> _YOUR ASSIGNMENT_
Only the records, exactly as written, belong in the answer; pictures do not.

[[ SUPPLIED RECORDS, beginning ]]

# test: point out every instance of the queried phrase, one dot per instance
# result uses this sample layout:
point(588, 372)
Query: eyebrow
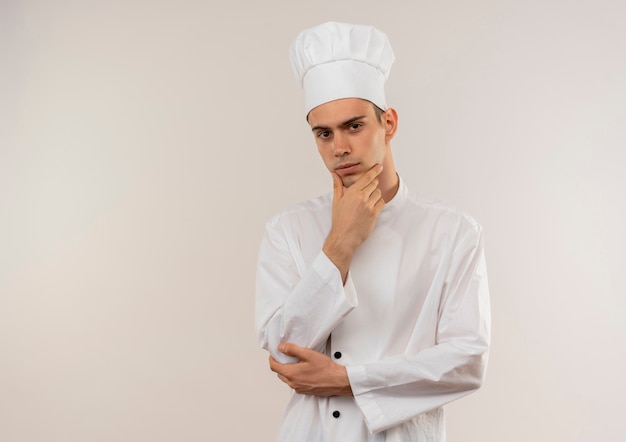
point(344, 124)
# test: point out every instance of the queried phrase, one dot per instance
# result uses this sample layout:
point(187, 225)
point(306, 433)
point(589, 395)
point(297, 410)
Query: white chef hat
point(340, 60)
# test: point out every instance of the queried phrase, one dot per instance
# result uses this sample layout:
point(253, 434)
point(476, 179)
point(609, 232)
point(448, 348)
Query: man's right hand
point(355, 211)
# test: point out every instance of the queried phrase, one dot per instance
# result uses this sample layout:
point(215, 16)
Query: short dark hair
point(378, 112)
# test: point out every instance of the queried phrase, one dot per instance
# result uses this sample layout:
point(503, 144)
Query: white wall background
point(143, 144)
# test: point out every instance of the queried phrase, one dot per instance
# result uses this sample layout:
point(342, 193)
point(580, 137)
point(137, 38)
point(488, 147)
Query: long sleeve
point(297, 301)
point(398, 388)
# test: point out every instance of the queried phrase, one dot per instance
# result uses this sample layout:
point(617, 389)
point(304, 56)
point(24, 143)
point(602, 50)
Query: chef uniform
point(411, 324)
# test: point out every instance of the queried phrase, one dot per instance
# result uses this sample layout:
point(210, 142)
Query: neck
point(388, 181)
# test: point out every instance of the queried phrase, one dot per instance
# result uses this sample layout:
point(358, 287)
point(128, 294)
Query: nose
point(341, 145)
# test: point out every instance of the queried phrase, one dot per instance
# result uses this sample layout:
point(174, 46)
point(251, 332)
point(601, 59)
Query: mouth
point(347, 168)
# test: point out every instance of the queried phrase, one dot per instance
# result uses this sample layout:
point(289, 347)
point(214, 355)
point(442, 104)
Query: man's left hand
point(316, 374)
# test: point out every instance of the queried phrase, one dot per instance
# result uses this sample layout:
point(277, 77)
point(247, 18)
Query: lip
point(347, 168)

[[ SUPPLIED RECORDS, end ]]

> _RESPONSE_
# test: point out every instance of the queried phrase, one dot per instance
# result uses this sample layout:
point(588, 372)
Query: eyebrow
point(344, 124)
# test: point out every instance of the queried phrase, one dot per instance
# result uses this sample layout:
point(187, 225)
point(306, 433)
point(589, 395)
point(297, 410)
Query: white chef hat
point(340, 60)
# test: point out every instance of the queried phrase, one dot per instance
# result uses this sample layout:
point(253, 434)
point(476, 179)
point(609, 232)
point(448, 348)
Query: man's right hand
point(355, 211)
# test: point out every instance of the queried phrase, one dot per instance
# result uses this sample layout:
point(215, 16)
Query: short dark hair
point(378, 112)
# test: point out every instance of the queried phrase, one dot per instance
# result uses this sample layout:
point(503, 144)
Query: white wall background
point(143, 144)
# test: point out every instance of the queried phrase, one dot per instance
# result uses this sample layout:
point(342, 193)
point(580, 137)
point(137, 38)
point(488, 147)
Query: long sleeve
point(297, 301)
point(398, 388)
# test: point out every instance of the queried phrase, one dot per instance
# result uses this sample layout:
point(617, 389)
point(304, 56)
point(24, 143)
point(602, 50)
Query: chef uniform
point(411, 324)
# test: point out every instance of the queried phrase, one dot per instance
# result uses this sample layout:
point(210, 142)
Query: neck
point(388, 181)
# test: point out every instance of the queried phrase, one dot per instance
# result uses this sample layout:
point(358, 287)
point(128, 294)
Query: nose
point(341, 145)
# test: point out every instance of the queried phrase, one dot per instance
# result uses this sample layout:
point(174, 46)
point(251, 332)
point(601, 59)
Query: mouth
point(347, 168)
# test: point out every instance of the queried phrase, one dot per instance
# result uses this sample layout:
point(289, 347)
point(214, 355)
point(442, 104)
Query: man's left hand
point(316, 374)
# test: point out every instance of the queried phrase, one dot per instance
# result uses this sample layout:
point(277, 77)
point(247, 18)
Query: lip
point(347, 168)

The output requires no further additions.